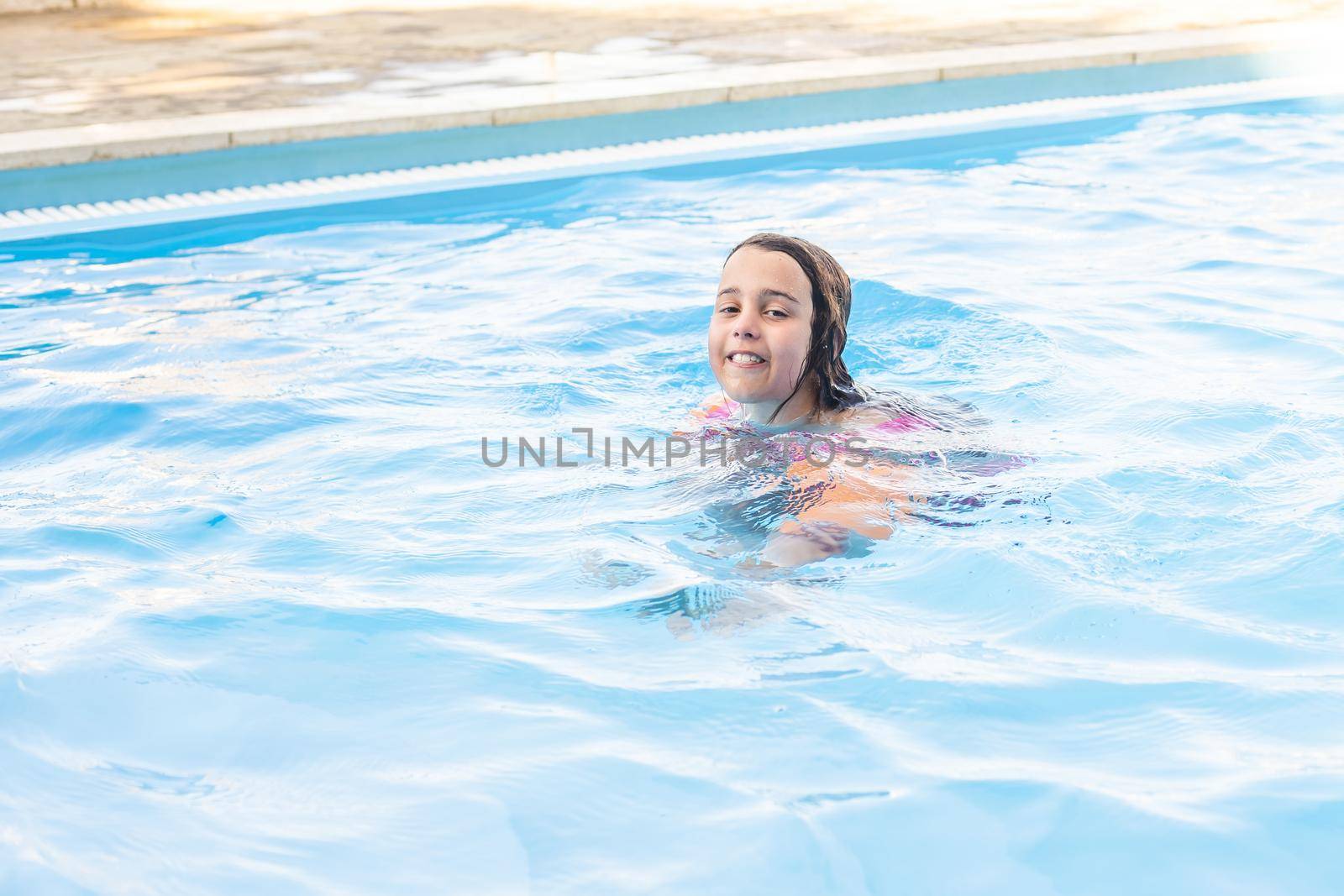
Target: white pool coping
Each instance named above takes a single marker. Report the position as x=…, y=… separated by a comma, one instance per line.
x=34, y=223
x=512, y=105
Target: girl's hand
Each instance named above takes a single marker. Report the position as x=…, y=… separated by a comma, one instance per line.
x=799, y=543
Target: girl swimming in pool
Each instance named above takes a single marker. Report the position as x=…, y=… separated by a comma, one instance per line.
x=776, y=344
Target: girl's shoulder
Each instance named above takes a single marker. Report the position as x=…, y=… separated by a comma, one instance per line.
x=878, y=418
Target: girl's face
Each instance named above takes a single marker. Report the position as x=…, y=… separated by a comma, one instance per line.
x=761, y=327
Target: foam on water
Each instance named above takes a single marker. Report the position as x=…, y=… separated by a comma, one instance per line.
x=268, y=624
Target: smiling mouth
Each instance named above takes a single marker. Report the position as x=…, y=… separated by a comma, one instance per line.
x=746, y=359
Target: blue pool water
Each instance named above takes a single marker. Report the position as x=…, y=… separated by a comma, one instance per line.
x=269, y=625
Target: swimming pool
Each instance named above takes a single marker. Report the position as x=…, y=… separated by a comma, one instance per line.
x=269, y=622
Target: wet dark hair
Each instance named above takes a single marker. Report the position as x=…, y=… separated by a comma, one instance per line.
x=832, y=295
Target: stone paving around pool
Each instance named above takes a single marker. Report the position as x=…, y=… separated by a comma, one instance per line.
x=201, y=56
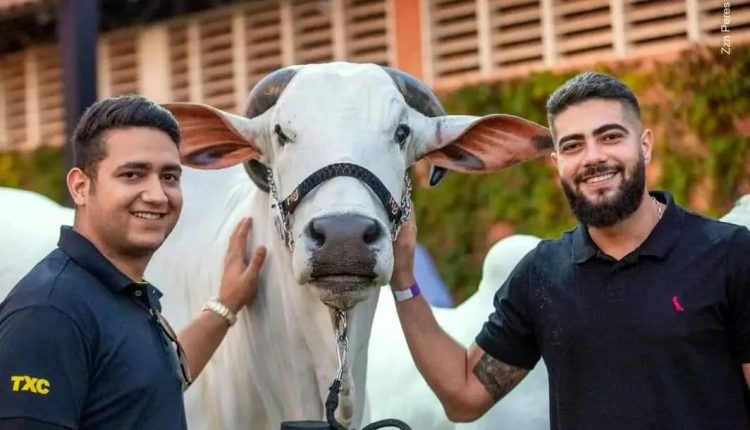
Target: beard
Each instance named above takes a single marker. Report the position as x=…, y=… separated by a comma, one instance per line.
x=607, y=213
——
* **REQUEST**: Rescale the records from the line with "Target: girl's hand" through the line with "x=761, y=327", giving each line again with its request, and leave the requests untouched. Multiply every coordinate in the answers by 2.45 and round to whole numbers, rounding halves up.

* **ANSWER BELOW**:
Target: girl's hand
Each instance named above takes a single marker. Report the position as x=…, y=… separated by a comma, one instance per line.
x=1958, y=1330
Target: girl swimming in pool
Each instance named above takes a single marker. Report the position as x=…, y=… separated by a comma, one instance per line.
x=1901, y=843
Target: girl's shoulder
Each instance named above takes a single marker. Report the position as x=…, y=… separated by a comma, one instance per line.
x=2151, y=1024
Target: girl's face
Each instance named above takes a single marker. Report the position as x=…, y=… separated by a comma, one instance per line.
x=1864, y=801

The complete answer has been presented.